Ziel A — Benenne in den Einträgen unten „distant mountain ridge“ überall in „snowy peak“ um und gib die Zeilen sonst unverändert wieder. Die Bilder lass bitte in deiner Antwort weg.

Zitierter Text —
++++++

Autonome Logistik der Zukunft

WERDEN GÜTER BALD OHNE MENSCHLICHES ZUTUN TRANSPORTIERT?

Die gesamte Mobilität befindet sich derzeit in ihrem tiefgreifendsten Wandel, seitdem das Automobil überhaupt marktreif und massenkompatibel wurde:

  • Einerseits wird versucht, die Elektromobilität zügig auszubauen, um Abgasemissionen zu unterbinden und unabhängig von schwindenden und immer teurer werdenden fossilen Energieträgern zu werden.
  • Andererseits hat sich die Fahrzeugdigitalisierung seit den 1990ern deutlich weiterentwickelt. Autonome Fahrzeuge werden heute vielfach getestet und in manchen Regionen bereits eingesetzt.

++++++

Einträge des Zeigedatensatzes —
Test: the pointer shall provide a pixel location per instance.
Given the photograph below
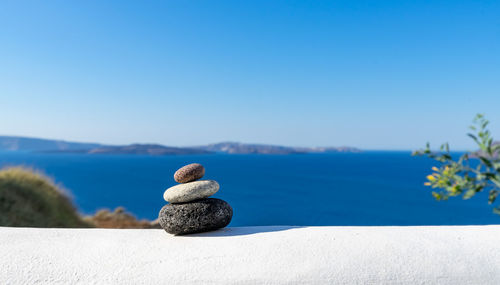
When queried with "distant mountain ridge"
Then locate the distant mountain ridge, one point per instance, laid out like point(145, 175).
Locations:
point(243, 148)
point(11, 143)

++++++

Ziel B — Seit wann hat sich laut dem Text zur autonomen Logistik die Fahrzeugdigitalisierung deutlich weiterentwickelt?

Richtige Antwort A —
Test: the pointer shall provide a pixel location per instance.
Given the photograph below
When queried with "snowy peak"
Then locate the snowy peak, one point per instance, laid out like point(145, 175).
Locations:
point(243, 148)
point(11, 143)

Richtige Antwort B — Seit den 1990ern.